[Records supplied]

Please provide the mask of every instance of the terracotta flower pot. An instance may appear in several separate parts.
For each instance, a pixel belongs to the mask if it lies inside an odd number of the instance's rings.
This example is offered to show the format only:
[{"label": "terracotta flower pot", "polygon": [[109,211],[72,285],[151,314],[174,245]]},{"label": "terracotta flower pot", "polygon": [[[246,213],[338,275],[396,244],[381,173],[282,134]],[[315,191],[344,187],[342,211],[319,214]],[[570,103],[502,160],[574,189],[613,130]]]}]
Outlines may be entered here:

[What you should do] Everything in the listing should be given again word for word.

[Written answer]
Please provide the mask of every instance of the terracotta flower pot. An instance may appear in several separate parts.
For each instance, a pixel belongs to the mask if it lies inside an odd number of the instance's rings.
This example is offered to show the format only:
[{"label": "terracotta flower pot", "polygon": [[109,211],[72,285],[151,314],[174,245]]},{"label": "terracotta flower pot", "polygon": [[[246,213],[338,275],[396,244],[381,173],[282,134]],[[315,191],[344,187],[342,211],[319,214]],[[570,103],[502,160],[574,189],[613,130]]]}]
Outlines may be entered here:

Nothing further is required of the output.